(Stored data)
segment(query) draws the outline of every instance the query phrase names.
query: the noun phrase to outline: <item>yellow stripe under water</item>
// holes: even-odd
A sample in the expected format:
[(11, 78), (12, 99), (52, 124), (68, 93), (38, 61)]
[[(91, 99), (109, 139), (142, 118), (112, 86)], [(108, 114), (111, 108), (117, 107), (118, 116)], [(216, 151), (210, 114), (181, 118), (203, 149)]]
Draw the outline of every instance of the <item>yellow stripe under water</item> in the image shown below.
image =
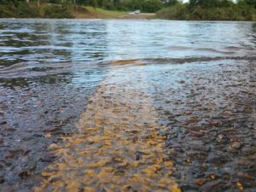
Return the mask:
[(60, 159), (35, 191), (180, 192), (146, 87), (143, 73), (110, 72), (81, 115), (79, 133), (50, 146)]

- **Aim**: Can you return the data above line for line, with no changes and without the image?

- **Solution for this exercise**:
segment(query) draws the outline of every instance the query phrase names.
query: the noun phrase to outline: <item>yellow stripe under water</item>
// holes: even-odd
A sample in the expected format:
[(11, 78), (12, 99), (52, 124), (68, 93), (38, 61)]
[[(91, 99), (109, 139), (142, 118), (112, 86)], [(108, 114), (111, 108), (117, 107), (118, 116)], [(216, 151), (210, 114), (181, 118), (203, 149)]]
Draw the outline of every instance of the <item>yellow stripe under water</item> in the image shown below.
image =
Return the mask:
[(60, 159), (35, 191), (180, 192), (146, 87), (143, 73), (110, 72), (81, 115), (79, 133), (50, 146)]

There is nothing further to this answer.